Swap "Place a dot" for "Put a mark" in everything from the line containing "Where can you find the green grape" down to the line containing "point(28, 109)" in the listing below, leaving the rest of those lines unchanged. Return only those lines.
** Begin **
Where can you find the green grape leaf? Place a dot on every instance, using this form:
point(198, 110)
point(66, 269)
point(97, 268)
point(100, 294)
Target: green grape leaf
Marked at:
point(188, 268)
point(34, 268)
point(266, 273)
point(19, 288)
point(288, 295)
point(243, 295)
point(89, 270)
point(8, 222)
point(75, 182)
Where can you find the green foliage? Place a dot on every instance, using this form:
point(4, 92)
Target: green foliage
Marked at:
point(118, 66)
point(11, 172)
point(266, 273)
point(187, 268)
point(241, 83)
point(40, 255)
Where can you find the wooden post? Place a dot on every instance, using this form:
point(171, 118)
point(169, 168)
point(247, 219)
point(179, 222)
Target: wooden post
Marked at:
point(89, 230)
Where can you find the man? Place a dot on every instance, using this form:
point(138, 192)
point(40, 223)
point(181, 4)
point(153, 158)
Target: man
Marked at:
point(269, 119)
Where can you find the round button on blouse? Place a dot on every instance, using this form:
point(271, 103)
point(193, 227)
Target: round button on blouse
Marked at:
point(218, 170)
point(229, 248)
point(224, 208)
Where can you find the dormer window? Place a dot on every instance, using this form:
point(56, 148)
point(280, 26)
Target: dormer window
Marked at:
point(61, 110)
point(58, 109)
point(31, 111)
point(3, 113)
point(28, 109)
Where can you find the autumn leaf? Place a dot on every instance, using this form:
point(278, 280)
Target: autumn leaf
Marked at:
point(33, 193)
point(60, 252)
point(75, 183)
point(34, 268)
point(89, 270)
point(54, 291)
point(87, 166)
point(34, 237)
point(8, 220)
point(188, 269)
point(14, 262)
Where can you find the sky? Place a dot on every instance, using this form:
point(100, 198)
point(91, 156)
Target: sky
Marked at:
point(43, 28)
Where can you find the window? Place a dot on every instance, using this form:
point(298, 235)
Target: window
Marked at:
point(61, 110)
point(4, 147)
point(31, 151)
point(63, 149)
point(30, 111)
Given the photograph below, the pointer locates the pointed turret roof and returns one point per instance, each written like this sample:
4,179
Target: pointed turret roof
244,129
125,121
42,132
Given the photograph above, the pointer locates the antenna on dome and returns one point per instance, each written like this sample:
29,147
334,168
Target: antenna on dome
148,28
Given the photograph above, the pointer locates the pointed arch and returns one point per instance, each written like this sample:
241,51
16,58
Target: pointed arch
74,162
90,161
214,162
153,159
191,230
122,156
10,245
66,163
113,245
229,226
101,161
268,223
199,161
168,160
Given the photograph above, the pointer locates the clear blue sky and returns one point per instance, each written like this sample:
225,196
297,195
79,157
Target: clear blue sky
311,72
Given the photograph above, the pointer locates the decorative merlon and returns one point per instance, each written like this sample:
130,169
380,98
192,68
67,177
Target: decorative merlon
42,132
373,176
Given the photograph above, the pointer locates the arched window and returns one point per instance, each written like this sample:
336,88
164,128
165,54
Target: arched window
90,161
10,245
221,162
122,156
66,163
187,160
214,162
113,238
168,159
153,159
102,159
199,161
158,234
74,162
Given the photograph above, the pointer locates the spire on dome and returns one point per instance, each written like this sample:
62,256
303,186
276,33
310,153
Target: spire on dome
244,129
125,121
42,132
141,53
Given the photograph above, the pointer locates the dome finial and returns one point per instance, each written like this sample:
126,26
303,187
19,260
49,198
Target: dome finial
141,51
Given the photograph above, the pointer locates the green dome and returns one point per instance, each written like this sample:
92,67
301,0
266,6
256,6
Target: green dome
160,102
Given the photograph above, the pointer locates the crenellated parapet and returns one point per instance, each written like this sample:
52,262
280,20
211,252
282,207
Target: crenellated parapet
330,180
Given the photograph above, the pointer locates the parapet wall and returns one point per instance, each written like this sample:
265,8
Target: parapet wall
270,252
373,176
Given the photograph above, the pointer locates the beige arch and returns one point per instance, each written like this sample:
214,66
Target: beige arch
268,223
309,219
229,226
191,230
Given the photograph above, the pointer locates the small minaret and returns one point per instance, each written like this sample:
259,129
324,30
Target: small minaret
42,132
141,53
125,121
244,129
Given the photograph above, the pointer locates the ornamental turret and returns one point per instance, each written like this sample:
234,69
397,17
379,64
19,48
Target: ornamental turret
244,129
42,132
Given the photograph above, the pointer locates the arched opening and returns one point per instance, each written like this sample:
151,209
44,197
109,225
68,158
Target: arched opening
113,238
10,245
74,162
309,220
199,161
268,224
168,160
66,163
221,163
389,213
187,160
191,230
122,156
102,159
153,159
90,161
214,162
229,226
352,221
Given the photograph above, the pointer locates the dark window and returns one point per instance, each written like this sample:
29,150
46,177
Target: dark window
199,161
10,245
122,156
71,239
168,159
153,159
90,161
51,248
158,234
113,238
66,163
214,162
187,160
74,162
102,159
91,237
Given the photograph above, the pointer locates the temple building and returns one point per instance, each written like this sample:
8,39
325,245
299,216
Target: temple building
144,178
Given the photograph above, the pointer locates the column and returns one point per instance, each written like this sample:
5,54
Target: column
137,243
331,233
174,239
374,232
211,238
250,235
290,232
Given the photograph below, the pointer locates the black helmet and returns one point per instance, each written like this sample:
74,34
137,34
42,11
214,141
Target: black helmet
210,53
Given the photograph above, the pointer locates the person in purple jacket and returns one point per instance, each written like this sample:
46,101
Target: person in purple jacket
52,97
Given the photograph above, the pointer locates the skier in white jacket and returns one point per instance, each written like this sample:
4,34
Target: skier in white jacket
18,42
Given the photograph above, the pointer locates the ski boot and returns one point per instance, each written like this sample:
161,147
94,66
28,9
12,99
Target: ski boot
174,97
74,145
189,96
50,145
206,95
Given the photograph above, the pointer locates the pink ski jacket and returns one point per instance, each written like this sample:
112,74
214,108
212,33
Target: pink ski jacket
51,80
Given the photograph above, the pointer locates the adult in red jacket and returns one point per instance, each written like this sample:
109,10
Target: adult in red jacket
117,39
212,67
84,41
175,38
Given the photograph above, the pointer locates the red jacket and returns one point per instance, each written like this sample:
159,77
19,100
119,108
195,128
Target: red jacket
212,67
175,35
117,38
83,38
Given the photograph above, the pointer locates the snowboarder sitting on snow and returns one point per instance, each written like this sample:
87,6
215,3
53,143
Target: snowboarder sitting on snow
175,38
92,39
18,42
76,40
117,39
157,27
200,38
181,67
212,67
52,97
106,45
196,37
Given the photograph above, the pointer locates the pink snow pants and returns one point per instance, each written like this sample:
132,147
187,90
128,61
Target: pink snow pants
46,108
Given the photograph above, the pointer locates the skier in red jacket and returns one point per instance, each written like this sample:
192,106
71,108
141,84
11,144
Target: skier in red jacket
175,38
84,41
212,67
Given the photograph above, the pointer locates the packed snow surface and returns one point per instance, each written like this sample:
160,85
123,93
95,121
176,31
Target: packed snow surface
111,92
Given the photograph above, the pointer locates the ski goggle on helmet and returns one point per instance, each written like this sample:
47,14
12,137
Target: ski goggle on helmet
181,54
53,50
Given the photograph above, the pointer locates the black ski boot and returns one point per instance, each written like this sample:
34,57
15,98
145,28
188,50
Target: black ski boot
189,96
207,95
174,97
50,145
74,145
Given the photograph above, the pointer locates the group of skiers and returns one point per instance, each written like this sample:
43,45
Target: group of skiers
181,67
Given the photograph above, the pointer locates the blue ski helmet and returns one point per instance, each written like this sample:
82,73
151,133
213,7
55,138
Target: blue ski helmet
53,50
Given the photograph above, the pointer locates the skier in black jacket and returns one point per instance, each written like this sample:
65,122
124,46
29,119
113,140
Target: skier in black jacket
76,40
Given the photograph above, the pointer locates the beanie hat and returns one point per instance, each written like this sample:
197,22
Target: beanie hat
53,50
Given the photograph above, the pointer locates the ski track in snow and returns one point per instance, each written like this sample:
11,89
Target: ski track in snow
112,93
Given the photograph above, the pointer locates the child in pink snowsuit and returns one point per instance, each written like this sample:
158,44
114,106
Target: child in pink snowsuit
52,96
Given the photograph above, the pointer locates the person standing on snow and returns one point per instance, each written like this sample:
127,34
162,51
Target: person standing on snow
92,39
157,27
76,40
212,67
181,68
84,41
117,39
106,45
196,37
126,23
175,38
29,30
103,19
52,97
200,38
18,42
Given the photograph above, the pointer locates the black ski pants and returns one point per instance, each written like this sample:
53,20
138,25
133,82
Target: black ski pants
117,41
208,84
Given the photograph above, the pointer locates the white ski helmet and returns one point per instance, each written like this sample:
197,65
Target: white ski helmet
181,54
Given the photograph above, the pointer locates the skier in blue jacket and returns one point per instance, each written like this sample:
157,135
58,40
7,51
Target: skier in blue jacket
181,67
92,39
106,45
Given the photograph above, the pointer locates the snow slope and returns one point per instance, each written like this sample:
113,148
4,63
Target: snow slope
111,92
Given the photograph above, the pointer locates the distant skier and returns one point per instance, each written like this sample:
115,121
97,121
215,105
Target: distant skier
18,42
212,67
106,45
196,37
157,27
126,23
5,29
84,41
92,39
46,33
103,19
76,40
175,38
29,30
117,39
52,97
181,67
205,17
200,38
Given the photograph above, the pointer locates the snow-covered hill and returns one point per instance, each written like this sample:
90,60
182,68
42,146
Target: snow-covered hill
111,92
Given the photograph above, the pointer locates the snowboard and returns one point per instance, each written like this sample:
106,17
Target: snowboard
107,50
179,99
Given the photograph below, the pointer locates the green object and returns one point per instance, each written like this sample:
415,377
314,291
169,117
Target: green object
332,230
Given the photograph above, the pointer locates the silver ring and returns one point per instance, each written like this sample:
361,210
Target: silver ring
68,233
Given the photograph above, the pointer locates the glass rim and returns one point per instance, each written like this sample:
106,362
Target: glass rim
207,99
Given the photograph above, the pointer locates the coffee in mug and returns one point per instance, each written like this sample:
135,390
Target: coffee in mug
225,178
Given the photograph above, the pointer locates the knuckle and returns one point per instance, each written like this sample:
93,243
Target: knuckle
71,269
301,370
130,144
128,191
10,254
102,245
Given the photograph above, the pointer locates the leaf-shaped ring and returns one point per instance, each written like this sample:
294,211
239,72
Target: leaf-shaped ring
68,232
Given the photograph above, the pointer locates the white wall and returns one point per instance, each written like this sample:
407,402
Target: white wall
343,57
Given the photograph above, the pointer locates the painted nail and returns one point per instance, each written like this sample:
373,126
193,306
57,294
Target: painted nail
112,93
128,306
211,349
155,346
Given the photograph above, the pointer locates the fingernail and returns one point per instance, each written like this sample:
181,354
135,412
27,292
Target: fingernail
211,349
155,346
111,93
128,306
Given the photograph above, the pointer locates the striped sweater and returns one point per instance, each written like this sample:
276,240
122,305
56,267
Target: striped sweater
** End **
** Begin **
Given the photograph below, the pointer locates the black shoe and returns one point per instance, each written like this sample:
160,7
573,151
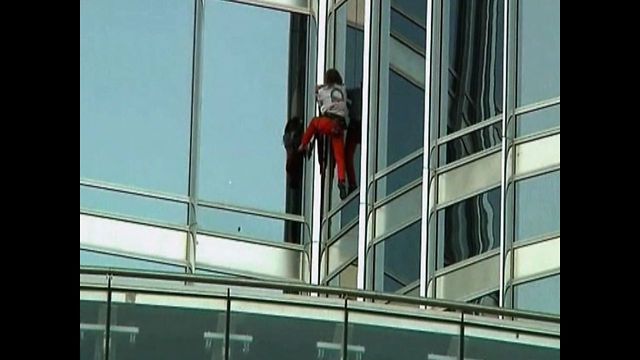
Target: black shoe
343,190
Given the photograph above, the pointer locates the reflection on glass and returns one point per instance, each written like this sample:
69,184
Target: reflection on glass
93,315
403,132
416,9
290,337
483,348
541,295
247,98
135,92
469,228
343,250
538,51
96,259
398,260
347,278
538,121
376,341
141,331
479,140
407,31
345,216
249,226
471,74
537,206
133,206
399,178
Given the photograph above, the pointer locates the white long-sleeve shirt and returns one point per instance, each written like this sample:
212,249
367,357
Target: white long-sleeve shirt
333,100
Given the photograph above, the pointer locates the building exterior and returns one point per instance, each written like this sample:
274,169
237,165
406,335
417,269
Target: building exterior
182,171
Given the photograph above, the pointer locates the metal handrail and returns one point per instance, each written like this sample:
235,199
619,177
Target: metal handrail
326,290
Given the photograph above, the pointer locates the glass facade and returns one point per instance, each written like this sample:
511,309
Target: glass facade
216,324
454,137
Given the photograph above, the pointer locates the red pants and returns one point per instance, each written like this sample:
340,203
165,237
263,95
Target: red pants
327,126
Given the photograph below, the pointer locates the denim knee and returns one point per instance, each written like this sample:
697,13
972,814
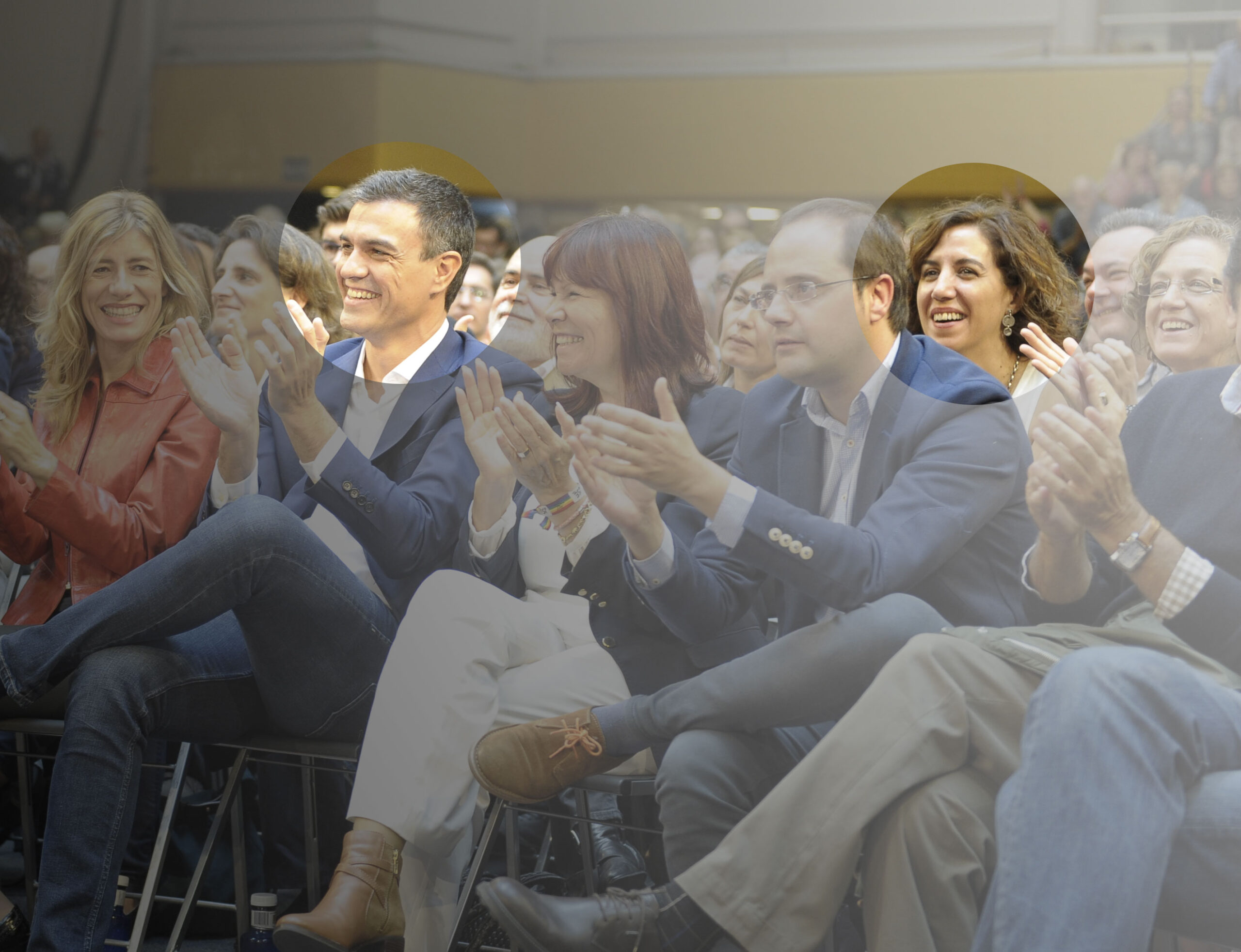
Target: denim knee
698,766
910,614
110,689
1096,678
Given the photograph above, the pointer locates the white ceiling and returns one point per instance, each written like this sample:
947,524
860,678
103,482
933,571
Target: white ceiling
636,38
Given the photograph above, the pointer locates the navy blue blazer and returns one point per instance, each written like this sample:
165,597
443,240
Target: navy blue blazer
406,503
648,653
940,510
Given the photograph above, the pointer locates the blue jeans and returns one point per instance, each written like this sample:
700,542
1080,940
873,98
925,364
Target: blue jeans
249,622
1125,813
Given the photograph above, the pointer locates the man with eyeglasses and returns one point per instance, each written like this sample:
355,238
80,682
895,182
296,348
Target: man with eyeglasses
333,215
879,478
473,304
** End **
** Begin **
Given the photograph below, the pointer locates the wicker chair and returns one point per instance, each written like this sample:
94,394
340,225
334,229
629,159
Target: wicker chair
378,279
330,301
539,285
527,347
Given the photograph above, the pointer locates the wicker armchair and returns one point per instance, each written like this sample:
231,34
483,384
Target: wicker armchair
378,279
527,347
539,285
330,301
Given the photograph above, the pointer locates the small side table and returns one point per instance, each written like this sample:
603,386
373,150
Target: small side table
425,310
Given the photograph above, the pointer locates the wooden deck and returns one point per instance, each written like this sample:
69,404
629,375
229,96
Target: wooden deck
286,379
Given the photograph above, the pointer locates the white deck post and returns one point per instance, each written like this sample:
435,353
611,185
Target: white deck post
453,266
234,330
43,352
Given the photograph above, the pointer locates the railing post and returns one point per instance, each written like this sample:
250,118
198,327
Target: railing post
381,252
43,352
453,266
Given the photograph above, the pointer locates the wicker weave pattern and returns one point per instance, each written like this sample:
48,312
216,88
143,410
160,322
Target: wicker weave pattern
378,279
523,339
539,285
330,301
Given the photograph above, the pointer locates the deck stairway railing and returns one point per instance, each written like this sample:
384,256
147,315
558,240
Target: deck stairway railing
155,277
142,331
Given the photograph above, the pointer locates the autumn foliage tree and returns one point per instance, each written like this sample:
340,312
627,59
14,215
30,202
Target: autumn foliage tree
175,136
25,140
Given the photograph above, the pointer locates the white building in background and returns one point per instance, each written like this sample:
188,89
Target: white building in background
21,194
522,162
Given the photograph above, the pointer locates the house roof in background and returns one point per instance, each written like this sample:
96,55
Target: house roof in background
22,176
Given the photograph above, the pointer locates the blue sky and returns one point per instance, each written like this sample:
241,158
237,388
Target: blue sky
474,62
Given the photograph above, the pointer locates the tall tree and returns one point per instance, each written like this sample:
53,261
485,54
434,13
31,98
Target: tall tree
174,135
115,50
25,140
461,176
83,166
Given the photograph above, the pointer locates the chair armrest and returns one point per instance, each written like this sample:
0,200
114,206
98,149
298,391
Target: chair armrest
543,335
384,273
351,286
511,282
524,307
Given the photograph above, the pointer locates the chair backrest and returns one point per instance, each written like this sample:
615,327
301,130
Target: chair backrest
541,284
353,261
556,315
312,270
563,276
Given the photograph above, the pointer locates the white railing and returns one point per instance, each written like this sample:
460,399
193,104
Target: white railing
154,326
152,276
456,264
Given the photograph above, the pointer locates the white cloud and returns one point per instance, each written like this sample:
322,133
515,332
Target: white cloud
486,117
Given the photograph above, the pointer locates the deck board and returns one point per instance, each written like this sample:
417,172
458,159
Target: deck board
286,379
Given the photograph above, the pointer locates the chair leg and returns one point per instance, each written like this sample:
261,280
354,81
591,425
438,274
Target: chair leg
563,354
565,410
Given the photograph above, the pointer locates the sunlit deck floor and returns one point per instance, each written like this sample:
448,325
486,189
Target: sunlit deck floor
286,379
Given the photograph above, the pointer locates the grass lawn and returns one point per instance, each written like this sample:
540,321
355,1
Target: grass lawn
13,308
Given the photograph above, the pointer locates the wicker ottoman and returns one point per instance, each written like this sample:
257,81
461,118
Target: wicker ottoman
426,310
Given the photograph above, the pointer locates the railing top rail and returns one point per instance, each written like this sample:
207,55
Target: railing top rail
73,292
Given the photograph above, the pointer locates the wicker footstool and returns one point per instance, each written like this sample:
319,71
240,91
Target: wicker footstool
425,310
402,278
** End **
* **SOLUTION**
Where can you find the green grape leaf? Put a mark on every instance, using this form:
point(198, 110)
point(66, 269)
point(97, 268)
point(100, 294)
Target: green grape leaf
Marked at:
point(188, 268)
point(34, 268)
point(266, 273)
point(19, 288)
point(288, 295)
point(243, 295)
point(89, 270)
point(8, 222)
point(75, 182)
Where can you find the green foliage? Put a mark on every instance, using this form:
point(4, 92)
Target: green foliage
Marked at:
point(118, 66)
point(11, 172)
point(266, 273)
point(187, 268)
point(241, 83)
point(40, 255)
Where can you find the wooden post? Put a mark on every instance, using this form:
point(171, 118)
point(169, 168)
point(247, 219)
point(179, 222)
Target: wooden post
Marked at:
point(89, 230)
Where can you find the man? Put a mark on every instance, using this form:
point(138, 192)
point(40, 223)
point(181, 4)
point(153, 158)
Target: man
Marked at:
point(269, 119)
Where can you find the round button on blouse? Put a mark on every instance, using this form:
point(271, 103)
point(193, 227)
Target: round button on blouse
Marked at:
point(218, 170)
point(229, 248)
point(224, 208)
Where can you find the dormer window? Put a mark on every instance, using this form:
point(56, 148)
point(280, 26)
Target: dormer window
Marked at:
point(61, 110)
point(58, 109)
point(31, 111)
point(3, 113)
point(28, 109)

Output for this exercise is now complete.